*** Begin section ***

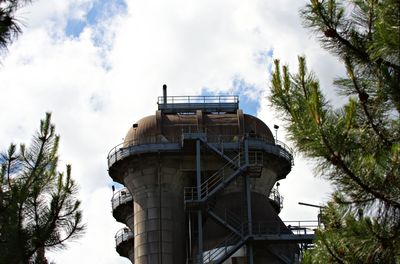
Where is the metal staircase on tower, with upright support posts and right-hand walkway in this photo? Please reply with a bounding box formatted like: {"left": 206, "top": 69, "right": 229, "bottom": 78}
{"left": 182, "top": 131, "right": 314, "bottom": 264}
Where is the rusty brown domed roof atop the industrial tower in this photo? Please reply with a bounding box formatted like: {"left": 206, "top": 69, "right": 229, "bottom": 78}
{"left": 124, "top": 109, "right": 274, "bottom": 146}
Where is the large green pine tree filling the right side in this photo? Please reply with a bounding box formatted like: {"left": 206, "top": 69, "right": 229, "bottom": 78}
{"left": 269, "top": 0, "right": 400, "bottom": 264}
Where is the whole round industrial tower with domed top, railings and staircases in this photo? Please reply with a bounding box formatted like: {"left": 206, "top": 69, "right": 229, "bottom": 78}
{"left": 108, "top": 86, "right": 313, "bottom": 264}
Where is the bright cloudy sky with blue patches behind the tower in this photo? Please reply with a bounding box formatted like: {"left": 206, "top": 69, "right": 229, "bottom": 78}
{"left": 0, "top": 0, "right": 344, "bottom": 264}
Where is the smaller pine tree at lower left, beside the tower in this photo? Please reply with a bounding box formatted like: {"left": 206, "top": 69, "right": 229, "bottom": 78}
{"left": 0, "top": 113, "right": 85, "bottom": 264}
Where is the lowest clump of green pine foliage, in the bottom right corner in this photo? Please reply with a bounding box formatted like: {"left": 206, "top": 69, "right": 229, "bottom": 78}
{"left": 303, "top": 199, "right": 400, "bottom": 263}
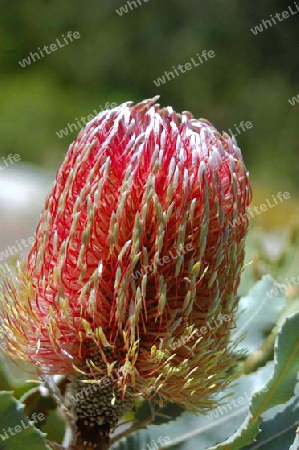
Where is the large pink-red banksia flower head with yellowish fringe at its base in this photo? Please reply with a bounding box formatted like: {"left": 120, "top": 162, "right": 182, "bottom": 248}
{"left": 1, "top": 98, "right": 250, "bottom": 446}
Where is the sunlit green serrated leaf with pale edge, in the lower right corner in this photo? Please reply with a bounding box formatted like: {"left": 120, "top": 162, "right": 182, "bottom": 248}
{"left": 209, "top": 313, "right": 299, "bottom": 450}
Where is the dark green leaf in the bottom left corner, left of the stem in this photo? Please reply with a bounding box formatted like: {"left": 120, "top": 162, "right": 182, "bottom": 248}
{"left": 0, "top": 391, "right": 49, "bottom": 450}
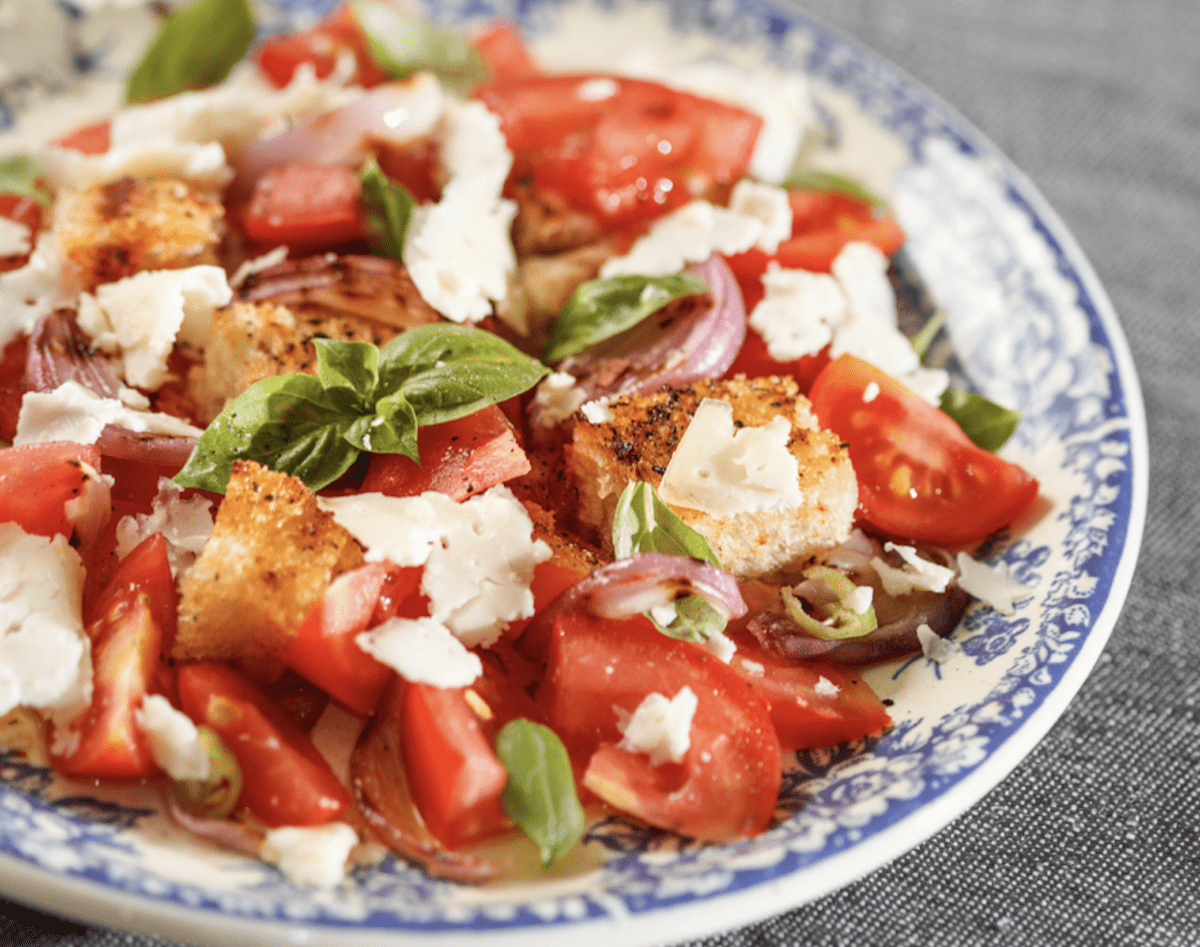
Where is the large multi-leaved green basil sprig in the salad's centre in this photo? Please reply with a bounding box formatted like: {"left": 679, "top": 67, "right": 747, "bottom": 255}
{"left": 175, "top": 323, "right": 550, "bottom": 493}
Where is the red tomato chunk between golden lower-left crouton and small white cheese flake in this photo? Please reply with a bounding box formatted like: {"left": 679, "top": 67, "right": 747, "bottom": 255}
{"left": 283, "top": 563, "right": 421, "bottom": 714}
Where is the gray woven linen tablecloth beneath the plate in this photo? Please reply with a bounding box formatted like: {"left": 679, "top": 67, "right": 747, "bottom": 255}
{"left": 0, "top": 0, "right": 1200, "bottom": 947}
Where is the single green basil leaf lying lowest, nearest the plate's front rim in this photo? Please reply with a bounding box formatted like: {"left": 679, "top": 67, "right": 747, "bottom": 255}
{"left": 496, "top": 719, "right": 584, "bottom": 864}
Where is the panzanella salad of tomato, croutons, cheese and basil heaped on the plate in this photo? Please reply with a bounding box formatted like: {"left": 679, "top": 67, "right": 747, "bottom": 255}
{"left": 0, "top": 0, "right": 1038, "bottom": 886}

*** End section ***
*** Begin section ***

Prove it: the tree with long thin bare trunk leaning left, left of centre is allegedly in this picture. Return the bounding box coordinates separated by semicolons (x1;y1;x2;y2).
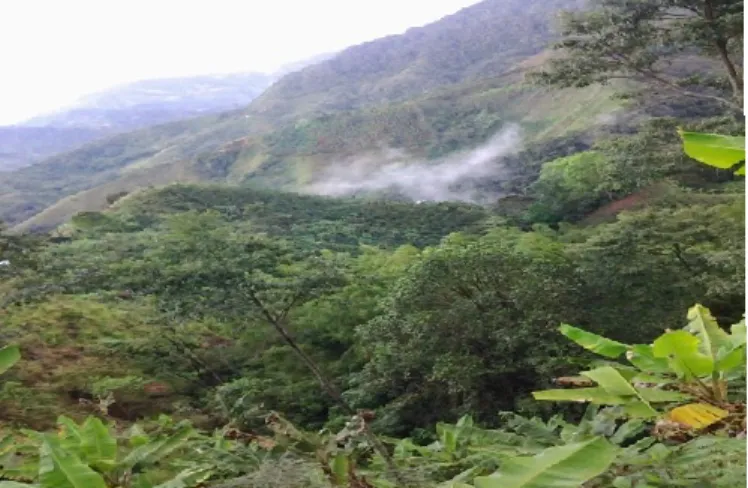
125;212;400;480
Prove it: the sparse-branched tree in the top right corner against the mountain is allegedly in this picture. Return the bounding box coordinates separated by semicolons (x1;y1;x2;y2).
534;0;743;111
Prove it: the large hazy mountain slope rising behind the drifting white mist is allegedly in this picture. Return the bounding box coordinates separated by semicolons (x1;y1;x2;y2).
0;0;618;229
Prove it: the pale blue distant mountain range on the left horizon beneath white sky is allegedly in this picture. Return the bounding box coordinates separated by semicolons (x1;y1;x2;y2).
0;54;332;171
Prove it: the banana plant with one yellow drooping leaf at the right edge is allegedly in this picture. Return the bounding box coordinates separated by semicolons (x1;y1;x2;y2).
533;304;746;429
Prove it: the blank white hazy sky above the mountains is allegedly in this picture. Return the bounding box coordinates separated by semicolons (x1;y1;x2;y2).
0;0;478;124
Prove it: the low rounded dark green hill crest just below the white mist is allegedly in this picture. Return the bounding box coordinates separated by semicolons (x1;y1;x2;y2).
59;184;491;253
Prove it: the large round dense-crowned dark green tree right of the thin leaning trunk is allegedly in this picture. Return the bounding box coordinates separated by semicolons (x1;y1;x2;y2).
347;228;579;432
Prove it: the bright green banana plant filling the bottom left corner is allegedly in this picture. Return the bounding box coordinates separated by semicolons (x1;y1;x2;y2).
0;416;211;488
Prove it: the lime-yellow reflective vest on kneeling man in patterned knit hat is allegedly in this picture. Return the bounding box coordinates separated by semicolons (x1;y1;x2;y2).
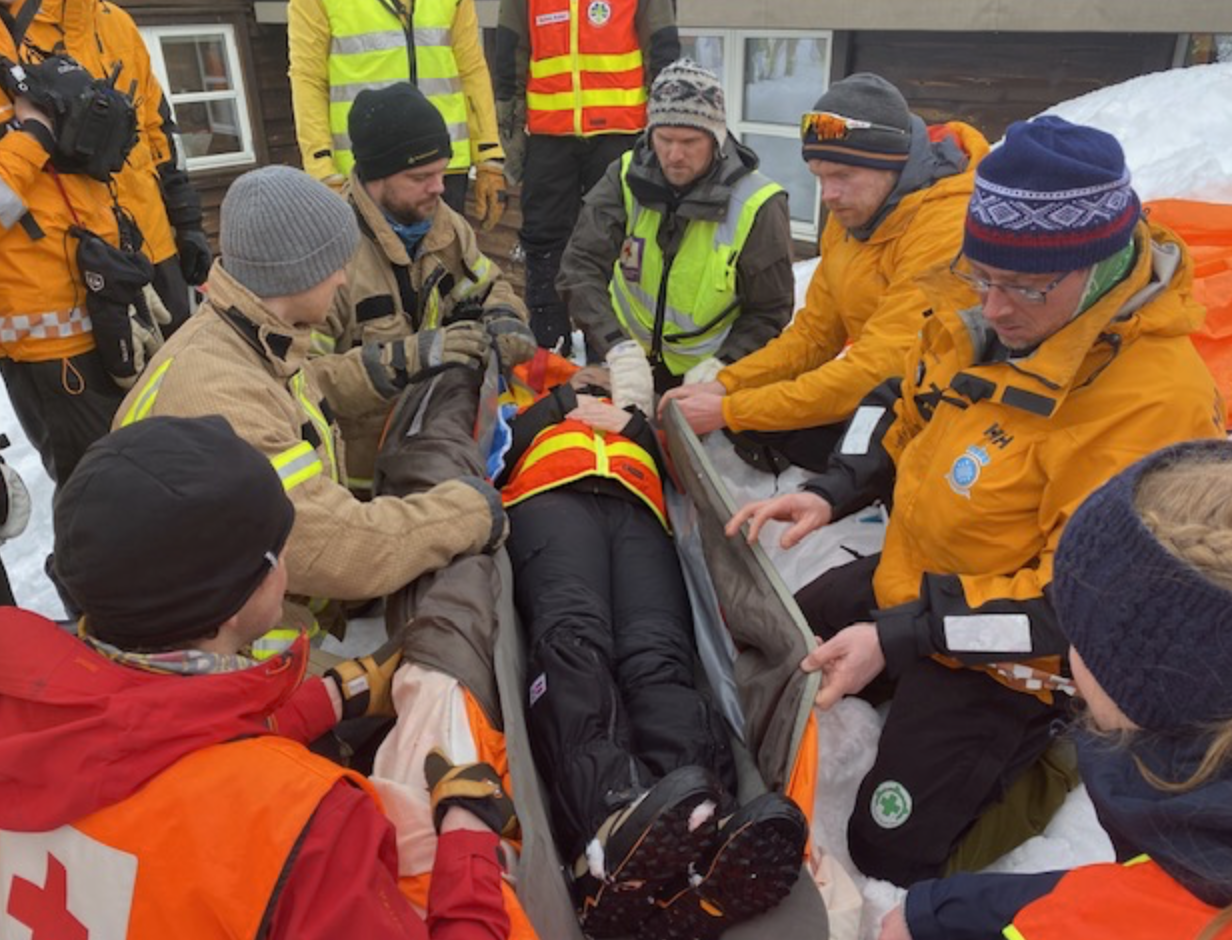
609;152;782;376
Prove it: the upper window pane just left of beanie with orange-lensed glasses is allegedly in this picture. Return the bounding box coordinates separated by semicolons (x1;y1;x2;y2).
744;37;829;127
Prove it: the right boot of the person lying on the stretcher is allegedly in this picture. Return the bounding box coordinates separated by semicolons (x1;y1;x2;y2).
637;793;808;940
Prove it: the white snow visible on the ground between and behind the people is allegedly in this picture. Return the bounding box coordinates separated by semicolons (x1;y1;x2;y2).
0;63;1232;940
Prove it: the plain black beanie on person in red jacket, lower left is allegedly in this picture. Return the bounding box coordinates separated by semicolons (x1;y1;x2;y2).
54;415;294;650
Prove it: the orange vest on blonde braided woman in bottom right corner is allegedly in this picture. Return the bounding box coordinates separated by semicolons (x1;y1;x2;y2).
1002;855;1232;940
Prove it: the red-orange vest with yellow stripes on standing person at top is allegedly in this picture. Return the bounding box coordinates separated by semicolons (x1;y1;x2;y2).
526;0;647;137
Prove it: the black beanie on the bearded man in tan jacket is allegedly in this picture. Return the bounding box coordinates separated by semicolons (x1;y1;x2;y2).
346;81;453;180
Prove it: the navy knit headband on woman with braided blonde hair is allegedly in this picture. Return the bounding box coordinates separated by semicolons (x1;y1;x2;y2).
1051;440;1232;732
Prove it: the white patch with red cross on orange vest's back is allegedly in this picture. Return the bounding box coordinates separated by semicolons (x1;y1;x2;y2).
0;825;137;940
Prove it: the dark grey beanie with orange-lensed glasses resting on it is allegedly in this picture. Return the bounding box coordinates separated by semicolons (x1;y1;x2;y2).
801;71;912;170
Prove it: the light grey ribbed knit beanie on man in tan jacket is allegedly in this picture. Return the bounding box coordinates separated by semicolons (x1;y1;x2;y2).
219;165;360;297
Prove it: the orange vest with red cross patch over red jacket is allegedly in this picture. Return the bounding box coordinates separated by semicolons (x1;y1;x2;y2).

*** End section ***

Aim of the task:
Find where the line with "Prove it: the white patch" sits in the material above, then copy exactly from it through the line with "Prove it: the orange vest with". Add no other line.

Response area:
Prove it: the white patch with red cross on orange vest's back is allegedly in this picture. Return the bounding box coordinates separated by semicolons (x1;y1;x2;y2).
0;825;137;940
Prove it: the dark grey beanie with orange-lensed glasses resting on it is allegedly in this picture. Return the bounding box coordinates separated by semicolons (x1;y1;x2;y2).
801;71;912;170
Prove it: the light grey ribbed knit beanie on man in tan jacket is allegedly in this picture. Return the bounding box coordinates separated by semicolons (x1;y1;x2;y2).
219;165;360;297
Prove it: the orange vest with red cross patch over red jacket is allegedly in this picture. Return the bounding box coordinates separated by semicolons (x1;y1;x2;y2).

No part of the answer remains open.